## Task to carry out
Copy each of the records below verbatim, leaving out the pictures.
─── Records ───
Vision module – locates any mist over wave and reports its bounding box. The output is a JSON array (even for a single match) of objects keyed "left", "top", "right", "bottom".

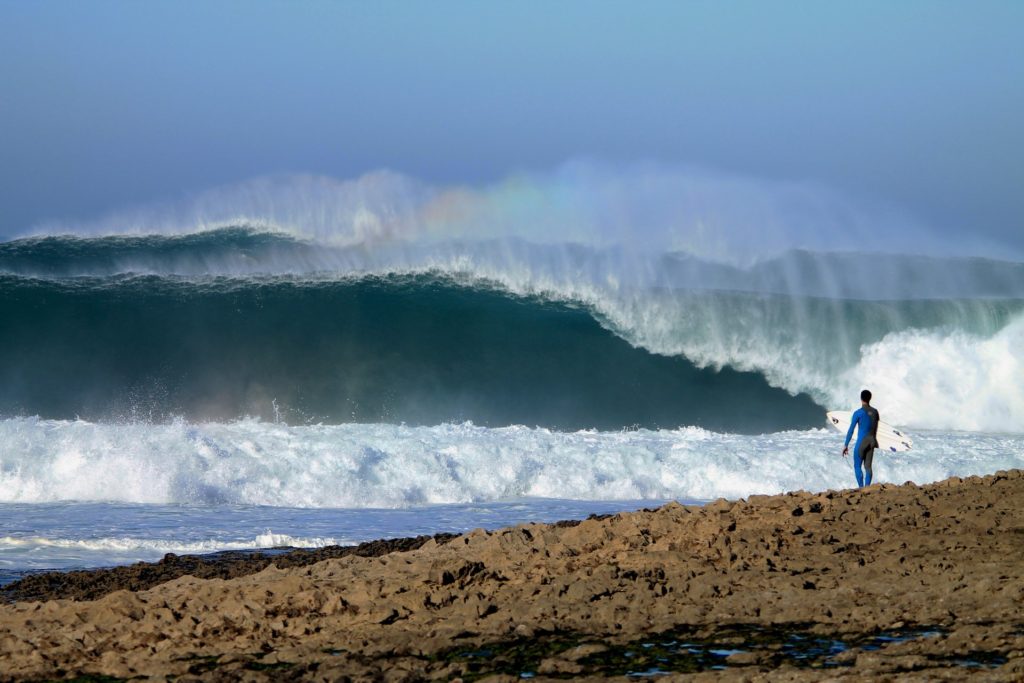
[{"left": 0, "top": 228, "right": 1024, "bottom": 432}]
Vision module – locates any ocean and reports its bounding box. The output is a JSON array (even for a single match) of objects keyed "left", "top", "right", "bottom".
[{"left": 0, "top": 224, "right": 1024, "bottom": 583}]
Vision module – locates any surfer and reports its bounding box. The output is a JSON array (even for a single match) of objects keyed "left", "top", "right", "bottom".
[{"left": 843, "top": 389, "right": 879, "bottom": 486}]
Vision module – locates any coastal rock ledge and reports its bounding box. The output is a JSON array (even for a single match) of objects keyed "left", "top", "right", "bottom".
[{"left": 0, "top": 470, "right": 1024, "bottom": 681}]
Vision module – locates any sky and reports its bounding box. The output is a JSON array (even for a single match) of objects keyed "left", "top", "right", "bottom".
[{"left": 0, "top": 0, "right": 1024, "bottom": 255}]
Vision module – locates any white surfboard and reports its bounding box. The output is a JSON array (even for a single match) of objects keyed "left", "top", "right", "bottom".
[{"left": 825, "top": 411, "right": 913, "bottom": 453}]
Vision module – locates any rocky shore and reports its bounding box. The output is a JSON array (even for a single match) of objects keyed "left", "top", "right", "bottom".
[{"left": 0, "top": 470, "right": 1024, "bottom": 681}]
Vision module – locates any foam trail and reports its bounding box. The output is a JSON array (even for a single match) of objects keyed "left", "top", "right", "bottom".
[
  {"left": 0, "top": 419, "right": 1024, "bottom": 508},
  {"left": 32, "top": 161, "right": 928, "bottom": 263}
]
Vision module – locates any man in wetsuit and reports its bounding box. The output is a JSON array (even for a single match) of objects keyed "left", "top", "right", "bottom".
[{"left": 843, "top": 389, "right": 879, "bottom": 486}]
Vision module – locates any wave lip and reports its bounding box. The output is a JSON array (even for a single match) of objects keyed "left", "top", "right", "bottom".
[{"left": 0, "top": 226, "right": 1024, "bottom": 432}]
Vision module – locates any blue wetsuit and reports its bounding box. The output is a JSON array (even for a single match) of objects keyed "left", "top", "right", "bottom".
[{"left": 843, "top": 407, "right": 879, "bottom": 486}]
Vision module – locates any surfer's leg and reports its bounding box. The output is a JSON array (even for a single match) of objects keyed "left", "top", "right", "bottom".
[
  {"left": 860, "top": 442, "right": 874, "bottom": 486},
  {"left": 853, "top": 443, "right": 864, "bottom": 486}
]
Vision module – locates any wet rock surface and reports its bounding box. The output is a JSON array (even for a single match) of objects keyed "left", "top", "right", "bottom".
[
  {"left": 0, "top": 471, "right": 1024, "bottom": 681},
  {"left": 0, "top": 533, "right": 457, "bottom": 602}
]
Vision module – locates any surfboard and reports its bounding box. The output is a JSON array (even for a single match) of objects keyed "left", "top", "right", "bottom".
[{"left": 825, "top": 411, "right": 913, "bottom": 453}]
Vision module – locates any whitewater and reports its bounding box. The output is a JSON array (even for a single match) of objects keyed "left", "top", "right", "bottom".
[{"left": 0, "top": 166, "right": 1024, "bottom": 582}]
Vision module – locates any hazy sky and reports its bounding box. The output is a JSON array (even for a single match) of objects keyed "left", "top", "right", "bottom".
[{"left": 0, "top": 0, "right": 1024, "bottom": 254}]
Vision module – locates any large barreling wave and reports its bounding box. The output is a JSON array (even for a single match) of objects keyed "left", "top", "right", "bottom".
[{"left": 0, "top": 167, "right": 1024, "bottom": 432}]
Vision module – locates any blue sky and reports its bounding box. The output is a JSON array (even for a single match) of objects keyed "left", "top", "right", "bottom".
[{"left": 0, "top": 1, "right": 1024, "bottom": 253}]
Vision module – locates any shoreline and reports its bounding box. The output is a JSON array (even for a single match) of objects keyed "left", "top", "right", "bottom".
[{"left": 0, "top": 470, "right": 1024, "bottom": 681}]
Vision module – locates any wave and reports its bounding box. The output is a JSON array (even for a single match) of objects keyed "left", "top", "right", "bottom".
[
  {"left": 0, "top": 418, "right": 1024, "bottom": 507},
  {"left": 0, "top": 227, "right": 1024, "bottom": 432}
]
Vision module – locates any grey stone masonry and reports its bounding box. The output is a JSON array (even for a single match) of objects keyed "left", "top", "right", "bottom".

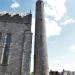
[
  {"left": 34, "top": 0, "right": 49, "bottom": 75},
  {"left": 0, "top": 13, "right": 32, "bottom": 75}
]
───
## Correct answer
Vision module – locates any mist over wave and reports its bounding box. The output is a JSON array (even for a single match) of objects keyed "left", "top", "right", "bottom".

[{"left": 0, "top": 228, "right": 1024, "bottom": 432}]
Vision module – locates any ocean and reports its bounding box. The output is a JSON array (even for a single match) of objects keyed "left", "top", "right", "bottom".
[{"left": 0, "top": 224, "right": 1024, "bottom": 583}]
Vision module – locates any surfer and reports its bounding box. The output is a JSON array (even for a single match) of objects keyed "left", "top", "right", "bottom".
[{"left": 843, "top": 389, "right": 879, "bottom": 486}]
Vision module – locates any coastal rock ledge and reports its bounding box. The output is a JSON array (even for a single match) of objects keyed "left", "top", "right", "bottom".
[{"left": 0, "top": 470, "right": 1024, "bottom": 681}]
Vision module – locates any sky and reports its bounding box. The output is a JSON array (even for a single match) of objects keyed "left", "top", "right", "bottom".
[{"left": 0, "top": 0, "right": 1024, "bottom": 255}]
Vision module – locates any white surfboard and reports its bounding box. The output is a JSON array (even for a single match) of objects keyed "left", "top", "right", "bottom".
[{"left": 825, "top": 411, "right": 913, "bottom": 453}]
Vision module – locates any rocky shore and reports its bounding box. The output is a JSON array (even for a single match) of objects keyed "left", "top", "right", "bottom".
[{"left": 0, "top": 470, "right": 1024, "bottom": 681}]
Vision module – locates any foam trail and reports its bounding box. The output is a JSON array (even for a single match) of objects keyed "left", "top", "right", "bottom".
[
  {"left": 0, "top": 419, "right": 1024, "bottom": 508},
  {"left": 32, "top": 161, "right": 928, "bottom": 263}
]
Vision module – locates any man in wetsuit and reports its bounding box. The output is a JSON array (even for a single match) of objects keyed "left", "top", "right", "bottom".
[{"left": 843, "top": 389, "right": 879, "bottom": 486}]
Vision module – locates any wave lip and reports its bounding box. The output is a JSON array (even for a single match) of objects keyed "left", "top", "right", "bottom".
[{"left": 0, "top": 226, "right": 1024, "bottom": 432}]
Vision module – locates any blue wetsuit and reports its bounding box. The output is a JSON array (even for a single match) of objects keyed "left", "top", "right", "bottom".
[{"left": 843, "top": 407, "right": 879, "bottom": 486}]
Vision module – locates any surfer's leg and reports its bounding box. The output is a JSON array (even for a single match) of objects keyed "left", "top", "right", "bottom".
[
  {"left": 860, "top": 442, "right": 874, "bottom": 486},
  {"left": 853, "top": 443, "right": 864, "bottom": 486}
]
Vision module – locates any wet rock surface and reports its bounding box. The output is a JSON array (even for a single match) of objects keyed "left", "top", "right", "bottom".
[
  {"left": 0, "top": 471, "right": 1024, "bottom": 681},
  {"left": 0, "top": 533, "right": 457, "bottom": 602}
]
Vision module – locates any surfboard and reports its bounding box. The output is a JSON array (even for a single match) of objects keyed "left", "top", "right", "bottom".
[{"left": 825, "top": 411, "right": 913, "bottom": 453}]
Vision module – locates any whitewater and reports its bounding box. The output is a JSON array (even for a single match) of objects keyed "left", "top", "right", "bottom".
[{"left": 0, "top": 166, "right": 1024, "bottom": 582}]
Vision module – locates any hazy sky and reports its bounding box. The output is a JSON array (even for a single match) of objects keyed "left", "top", "right", "bottom".
[{"left": 0, "top": 0, "right": 1024, "bottom": 254}]
Vision module – locates any large barreling wave and reports its bounding box. The output is a JSON array (even for a single match) of objects keyed "left", "top", "right", "bottom".
[{"left": 0, "top": 167, "right": 1024, "bottom": 432}]
Vision module – locates any blue sky and reports its bounding box. The output is a JSON array (even for a single match) of objects keyed "left", "top", "right", "bottom".
[{"left": 0, "top": 1, "right": 1024, "bottom": 253}]
Vision module – locates any shoreline and reports its bounding box. The output is a JSON array (even for a single match) of objects keyed "left", "top", "right", "bottom".
[{"left": 0, "top": 470, "right": 1024, "bottom": 681}]
Vision module – locates any wave and reports its bounding box. The output is a JSON array (even for a single match) of objects keyed "left", "top", "right", "bottom".
[
  {"left": 0, "top": 418, "right": 1024, "bottom": 507},
  {"left": 0, "top": 227, "right": 1024, "bottom": 432}
]
Vision module – locates any grey stone masonry and reports its bounding box. The output is a JSON array (even for a single match) of objects keyed "left", "top", "right", "bottom".

[
  {"left": 34, "top": 0, "right": 49, "bottom": 75},
  {"left": 0, "top": 13, "right": 32, "bottom": 75}
]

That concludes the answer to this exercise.